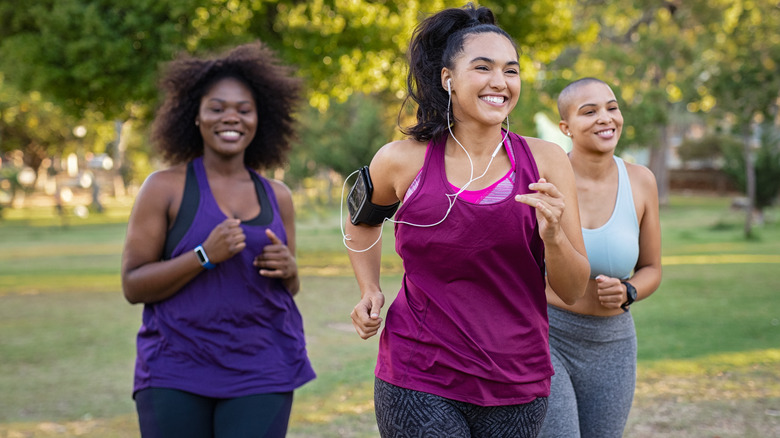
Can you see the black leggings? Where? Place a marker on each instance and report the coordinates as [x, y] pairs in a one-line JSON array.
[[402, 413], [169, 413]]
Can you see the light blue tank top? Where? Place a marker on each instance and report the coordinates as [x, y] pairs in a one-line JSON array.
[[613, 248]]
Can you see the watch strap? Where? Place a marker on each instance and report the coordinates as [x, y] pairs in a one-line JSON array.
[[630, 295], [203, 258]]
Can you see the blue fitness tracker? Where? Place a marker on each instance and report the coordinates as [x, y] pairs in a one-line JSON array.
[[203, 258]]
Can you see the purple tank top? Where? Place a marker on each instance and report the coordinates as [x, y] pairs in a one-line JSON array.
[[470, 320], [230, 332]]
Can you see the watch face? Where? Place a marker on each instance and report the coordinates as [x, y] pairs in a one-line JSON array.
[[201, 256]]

- **Task goal**
Reproduce the records word for word, from the start through the line that contains "[[203, 258]]", including that line. Leave the pictures out.

- **Result of the task**
Can you see the black leggings? Where? Place a marker on each instance and report the coordinates as [x, y] pairs in a one-line JSON array.
[[402, 413], [169, 413]]
Can you see the light blue tank top? Where? Place a marker on each instance and report the coordinates as [x, y] pairs in a one-line JSON array.
[[613, 248]]
Can you see the watch strap? Where? Place a marker on each instance and report the coordinates as [x, y] pairs in a one-line JSON array.
[[630, 295], [203, 258]]
Can you see the blue fitness tracker? Where? Place a marker on each instance and report the coordinates as [x, y] pairs in a one-line JSON array.
[[203, 258]]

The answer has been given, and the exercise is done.